The task: Continue the passage on the conjugate gradient method's link to Krylov subspaces, starting after its final sentence.

Connection to Krylov Subspaces
The Expanding Subspace Minimisation (ESM) Theorem proves two things: the next iterate \(\mathbf{x}_i\) minimizes our objective \(f(\mathbf{x})\) over the entire subspace \(\mathbf{x}_0 + \underset{k}{\mathrm{span}}\{ \mathbf{p}_k \}_0^{i - 1}\); and the next residual \(\mathbf{r}_i\) is orthogonal to all the previous search directions \(\{ \mathbf{p}_k \}_0^{i - 1}\), that is,
\begin{align*}
\mathbf{r}_i^T \mathbf{p}_k = 0 \: \forall \: k \in [\![ 0, i - 1 ]\!] \\
\end{align*}
Let us denote this subspace as \(\mathcal{D}_i = \{ \mathbf{p}_k \}_0^{i - 1}\).
In other words, the residual \(\mathbf{r}_i\) is orthogonal to the entire subspace \(\mathcal{D}_i\), and therefore, any vector contained in \(\mathcal{D}_i\) will be orthogonal to \(\mathbf{r}_i\)!
\begin{align*}
\mathbf{r}_i \perp \mathcal{D}_i \\
\end{align*}
The image below demonstrates this fact for \(\mathcal{D}_2\).
Here we attempt to analyse a few more fundamental issues.
In plain English, what the first part of the ESM theorem is saying is that given a starting point \(\mathbf{x}_0\), we keep on enlarging the expanding-subspace \(\mathcal{D}_i\) by one dimension in each step, and we evermore keep getting closer to the solution after gaining that extra degree of freedom of movement in that step. As soon as \(\mathcal{D}_i\) becomes \(\mathbb{R}^n\), the error gets driven to zero and we have reached our destination!

Data provided:

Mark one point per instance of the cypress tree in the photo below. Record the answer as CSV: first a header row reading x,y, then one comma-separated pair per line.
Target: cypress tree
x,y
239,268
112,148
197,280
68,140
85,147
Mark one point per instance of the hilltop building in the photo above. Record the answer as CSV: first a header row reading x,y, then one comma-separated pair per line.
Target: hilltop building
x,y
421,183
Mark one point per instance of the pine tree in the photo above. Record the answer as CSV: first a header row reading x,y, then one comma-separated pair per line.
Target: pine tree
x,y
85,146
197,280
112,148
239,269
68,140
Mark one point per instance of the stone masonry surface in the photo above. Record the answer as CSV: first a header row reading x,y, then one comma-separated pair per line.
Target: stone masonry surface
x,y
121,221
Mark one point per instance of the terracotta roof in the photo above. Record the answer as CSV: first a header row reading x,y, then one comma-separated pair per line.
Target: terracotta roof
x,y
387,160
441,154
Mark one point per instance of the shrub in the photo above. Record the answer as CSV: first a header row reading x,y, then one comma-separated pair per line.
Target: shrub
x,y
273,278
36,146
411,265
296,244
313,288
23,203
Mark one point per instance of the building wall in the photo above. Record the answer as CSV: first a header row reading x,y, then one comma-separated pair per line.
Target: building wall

Reply:
Since we have mentioned in the previous section that the directions \(\mathbf{p}\) are built from the linearly independent set of vectors \(\mathbf{u}\), that is,
\begin{align*}
\mathbf{p}_i = \mathbf{u}_i + \sum_{k = 0}^{i - 1} \beta_{ik} \mathbf{p}_k \\
\end{align*}
..it implies that the space spanned by \(\{ \mathbf{p}_k \}_0^{i - 1}\) is the same as the space spanned by \(\{ \mathbf{u}_k \}_0^{i - 1}\) by linearity. That is, \(\mathcal{D}_i = \{ \mathbf{u}_k \}_0^{i - 1}\). Since, \(\mathbf{r}_i \perp \mathcal{D}_i\), this means, the next residual \(\mathbf{r}_i\) is also orthogonal to all the previous and current generator \(\{ \mathbf{u}_k \}_0^{i - 1}\) vectors lying in the space \(\mathcal{D}_i\)! Mathematically, by first transposing the above equation,
\begin{align*}
\mathbf{p}_i^T = \mathbf{u}_i^T + \sum_{k = 0}^{i - 1} \beta_{ik} \mathbf{p}_k^T \\
\end{align*}
Let \(i < j\) or \(i \in [\![ 0, j - 1 ]\!]\). Then,
\begin{align*}
\mathbf{p}_i^T \mathbf{r}_j = \mathbf{u}_i^T \mathbf{r}_j + \sum_{k = 0}^{i - 1} \beta_{ik} \mathbf{p}_k^T \mathbf{r}_j \\
\end{align*}
Using subspace minimization theorem,
\begin{align*}
0 = \mathbf{u}_i^T \mathbf{r}_j + 0 \\
\end{align*}
\begin{align*}
\implies \mathbf{r}_j^T \mathbf{u}_i = 0 \: \forall \: i \in [\![ 0, j - 1 ]\!] \\
\end{align*}
Hence, we see why it is true.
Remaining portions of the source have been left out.